Economics, Politics and the Farm: Whatever Happened to Old MacDonald?
Writer’s comment: My Agrarian Studies 2 research paper assignment was to write on some aspect of agriculture that we had discussed in class. The material covered a good 10,000 years, so my choices were very broad. I decided to focus on agricultural economics since I was about to receive my degree in Agricultural Economics—but I didn’t choose the topic because I thought it would be a “gimme.” On the contrary, Ag Econ at the undergraduate level is a very quantitative study. I had never been asked to use my expository skills to make a persuasive economic argument. This was the first time I was able to use an authoritative voice. The use of Old MacDonald as symbol was simply an attempt to add a little color to “the dismal science.”
Instructor’s comment: The course “Perspectives in Agriculture” is comprised of necessarily brief overviews of agriculture’s many facets—historic, economic, geological, geographic, and ecological. For their term paper, students are asked to develop and describe their own perspectives on a particular facet of interest to them.
In this short paper, Johnnie Beer effectively juxtaposes several conflicting elements encompassed in our federal farm support program. Justifiable concerns for long-term food adequacy jar with apparent food surpluses; agricultural subsidies and import restraints clash with advocacy for free trade; persistent strains of agricultural fundamentalism (Old MacDonald’s Farm!) conflict with current agribusiness and demographic realities. In a few poignant paragraphs, Johnnie gives one a clear perspective on this muddled agricultural policy. One is left with the distinct impression that much is to be resolved if we are to sustain the productive, ecological, and cultural attributes of our nation’s agriculture. Johnnie Beer’s venture into law and, perhaps in time, into politics, could be a step toward resolution.
—Roger J. Romani, Pomology Department
The words to the famous old children’s song “Old MacDonald Had a Farm” are due for a revision. The new lines should read “Old MacDonald had a farm . . . with a lawyer here, and an accountant there, and everywhere a new federal program and regulation.” Not quite as poetic, but definitely more appropriate. The current state of agribusiness consists of an incredibly complex mix of subsidies, price supports, and bureaucratic regulations that could confound the most knowledgeable business minds. Underlying this tangled web of rules and regulations are political battles that pit normally allied groups against each other, and bring normally adversarial groups into allegiance. One bizarre outcome of federal farm policy is that consumers and tax-payers (usually one and the same) are set at cross-purposes. In this paper, I will highlight some of the unusual policies that exist today and will try to present some rational alternatives to alleviate the nightmare that is U.S. agribusiness. E...I...E...I...Ohhhhhhh.....

·····

> EXERCISE SET
1. In the farm policy text, which department is Roger J. Romani listed with?
2. List the facets of agriculture that the farm policy text says the course "Perspectives in Agriculture" gives overviews of.
3. Reproduce the passage of the farm policy text from "In this short" to "step toward resolution.".

> Some records
·····

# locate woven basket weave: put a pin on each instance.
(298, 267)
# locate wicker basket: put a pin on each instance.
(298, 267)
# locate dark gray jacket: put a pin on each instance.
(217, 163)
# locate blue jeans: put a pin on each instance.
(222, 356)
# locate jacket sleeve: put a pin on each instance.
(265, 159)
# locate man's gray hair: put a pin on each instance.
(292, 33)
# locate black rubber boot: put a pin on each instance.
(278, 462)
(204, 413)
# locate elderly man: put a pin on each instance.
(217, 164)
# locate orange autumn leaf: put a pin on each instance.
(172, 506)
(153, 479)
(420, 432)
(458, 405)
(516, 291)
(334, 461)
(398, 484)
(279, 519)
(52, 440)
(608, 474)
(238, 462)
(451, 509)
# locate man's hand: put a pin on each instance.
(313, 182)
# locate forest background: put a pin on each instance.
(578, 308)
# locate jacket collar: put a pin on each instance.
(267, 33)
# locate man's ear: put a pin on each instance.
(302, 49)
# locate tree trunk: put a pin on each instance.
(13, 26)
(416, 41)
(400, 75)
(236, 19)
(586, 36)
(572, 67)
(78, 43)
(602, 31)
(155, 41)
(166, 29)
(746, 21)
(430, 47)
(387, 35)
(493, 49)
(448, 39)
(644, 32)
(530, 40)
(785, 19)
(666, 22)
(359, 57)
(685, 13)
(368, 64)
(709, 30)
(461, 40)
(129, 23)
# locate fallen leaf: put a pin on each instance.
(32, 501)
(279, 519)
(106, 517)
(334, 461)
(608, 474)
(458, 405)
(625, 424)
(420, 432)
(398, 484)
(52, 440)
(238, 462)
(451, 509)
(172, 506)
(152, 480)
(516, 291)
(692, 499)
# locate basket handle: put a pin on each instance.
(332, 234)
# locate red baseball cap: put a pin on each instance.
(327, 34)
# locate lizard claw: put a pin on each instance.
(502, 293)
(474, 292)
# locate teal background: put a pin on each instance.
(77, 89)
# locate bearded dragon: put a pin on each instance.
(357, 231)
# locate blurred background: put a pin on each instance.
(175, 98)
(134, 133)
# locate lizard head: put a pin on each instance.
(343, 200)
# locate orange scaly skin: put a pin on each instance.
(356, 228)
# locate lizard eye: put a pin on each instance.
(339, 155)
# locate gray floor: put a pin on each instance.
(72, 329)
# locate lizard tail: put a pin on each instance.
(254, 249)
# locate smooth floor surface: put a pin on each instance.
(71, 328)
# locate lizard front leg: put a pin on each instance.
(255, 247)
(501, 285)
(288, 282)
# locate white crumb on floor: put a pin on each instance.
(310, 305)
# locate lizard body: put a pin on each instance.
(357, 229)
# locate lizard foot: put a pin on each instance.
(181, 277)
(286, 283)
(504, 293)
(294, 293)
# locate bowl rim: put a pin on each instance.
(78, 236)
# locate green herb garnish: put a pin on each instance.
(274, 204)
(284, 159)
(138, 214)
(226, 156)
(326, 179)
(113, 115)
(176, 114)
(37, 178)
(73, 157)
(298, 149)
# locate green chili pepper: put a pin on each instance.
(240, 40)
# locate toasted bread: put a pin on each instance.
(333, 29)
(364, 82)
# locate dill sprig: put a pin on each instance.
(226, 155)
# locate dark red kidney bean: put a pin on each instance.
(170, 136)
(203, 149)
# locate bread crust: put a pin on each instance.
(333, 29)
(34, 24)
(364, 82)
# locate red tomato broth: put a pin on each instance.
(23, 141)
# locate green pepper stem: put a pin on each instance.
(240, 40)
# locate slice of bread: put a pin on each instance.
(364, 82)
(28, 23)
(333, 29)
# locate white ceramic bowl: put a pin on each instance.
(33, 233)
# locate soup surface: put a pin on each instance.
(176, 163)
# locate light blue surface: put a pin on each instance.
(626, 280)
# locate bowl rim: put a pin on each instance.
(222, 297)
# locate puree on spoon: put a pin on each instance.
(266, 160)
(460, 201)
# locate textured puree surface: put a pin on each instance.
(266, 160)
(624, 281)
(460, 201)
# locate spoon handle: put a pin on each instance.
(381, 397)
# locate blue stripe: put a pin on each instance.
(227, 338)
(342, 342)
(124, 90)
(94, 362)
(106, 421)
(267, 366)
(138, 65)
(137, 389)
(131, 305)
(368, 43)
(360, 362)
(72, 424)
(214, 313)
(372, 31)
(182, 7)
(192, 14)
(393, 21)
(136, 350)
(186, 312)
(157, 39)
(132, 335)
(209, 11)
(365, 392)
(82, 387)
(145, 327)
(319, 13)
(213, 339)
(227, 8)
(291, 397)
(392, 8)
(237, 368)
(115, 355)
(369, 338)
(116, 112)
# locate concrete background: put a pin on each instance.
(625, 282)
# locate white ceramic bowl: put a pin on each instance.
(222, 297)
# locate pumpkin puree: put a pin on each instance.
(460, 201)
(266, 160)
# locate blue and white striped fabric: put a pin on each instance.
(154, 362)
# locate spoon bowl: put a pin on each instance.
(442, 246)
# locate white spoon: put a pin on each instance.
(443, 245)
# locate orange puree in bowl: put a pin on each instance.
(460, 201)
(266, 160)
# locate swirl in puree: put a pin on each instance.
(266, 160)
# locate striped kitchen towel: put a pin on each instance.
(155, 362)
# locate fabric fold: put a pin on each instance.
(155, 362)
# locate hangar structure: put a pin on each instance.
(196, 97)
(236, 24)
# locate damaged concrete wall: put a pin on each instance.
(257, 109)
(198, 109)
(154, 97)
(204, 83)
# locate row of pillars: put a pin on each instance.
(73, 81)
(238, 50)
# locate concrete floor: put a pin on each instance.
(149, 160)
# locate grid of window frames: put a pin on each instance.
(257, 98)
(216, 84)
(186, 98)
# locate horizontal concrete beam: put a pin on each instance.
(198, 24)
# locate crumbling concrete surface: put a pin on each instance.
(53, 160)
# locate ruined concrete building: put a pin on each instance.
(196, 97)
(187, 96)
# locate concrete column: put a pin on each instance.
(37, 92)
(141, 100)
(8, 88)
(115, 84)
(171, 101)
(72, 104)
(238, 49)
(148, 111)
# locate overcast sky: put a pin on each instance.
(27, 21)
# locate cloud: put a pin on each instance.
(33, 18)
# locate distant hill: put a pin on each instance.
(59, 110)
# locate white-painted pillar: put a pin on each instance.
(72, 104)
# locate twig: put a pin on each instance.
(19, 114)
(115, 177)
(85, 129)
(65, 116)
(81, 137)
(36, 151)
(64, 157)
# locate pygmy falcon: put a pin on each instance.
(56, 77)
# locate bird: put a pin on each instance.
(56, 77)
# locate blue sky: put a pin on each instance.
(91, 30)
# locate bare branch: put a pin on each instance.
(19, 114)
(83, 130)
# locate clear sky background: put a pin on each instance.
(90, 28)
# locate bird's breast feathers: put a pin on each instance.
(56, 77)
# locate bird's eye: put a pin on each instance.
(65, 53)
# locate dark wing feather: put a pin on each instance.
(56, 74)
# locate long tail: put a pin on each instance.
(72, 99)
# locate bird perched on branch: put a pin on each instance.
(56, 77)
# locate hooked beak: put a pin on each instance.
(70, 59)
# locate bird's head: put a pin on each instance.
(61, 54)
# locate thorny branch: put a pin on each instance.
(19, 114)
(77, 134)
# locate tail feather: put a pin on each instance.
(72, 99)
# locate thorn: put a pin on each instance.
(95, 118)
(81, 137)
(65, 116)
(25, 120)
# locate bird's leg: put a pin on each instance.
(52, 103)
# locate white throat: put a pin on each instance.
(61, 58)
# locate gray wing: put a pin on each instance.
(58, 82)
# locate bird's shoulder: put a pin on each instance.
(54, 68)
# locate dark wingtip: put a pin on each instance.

·····

> SOLUTIONS TO EACH TASK
1. The Pomology Department.

2. Historic, economic, geological, geographic, and ecological.

3.
In this short paper, Johnnie Beer effectively juxtaposes several conflicting elements encompassed in our federal farm support program. Justifiable concerns for long-term food adequacy jar with apparent food surpluses; agricultural subsidies and import restraints clash with advocacy for free trade; persistent strains of agricultural fundamentalism (Old MacDonald’s Farm!) conflict with current agribusiness and demographic realities. In a few poignant paragraphs, Johnnie gives one a clear perspective on this muddled agricultural policy. One is left with the distinct impression that much is to be resolved if we are to sustain the productive, ecological, and cultural attributes of our nation’s agriculture. Johnnie Beer’s venture into law and, perhaps in time, into politics, could be a step toward resolution.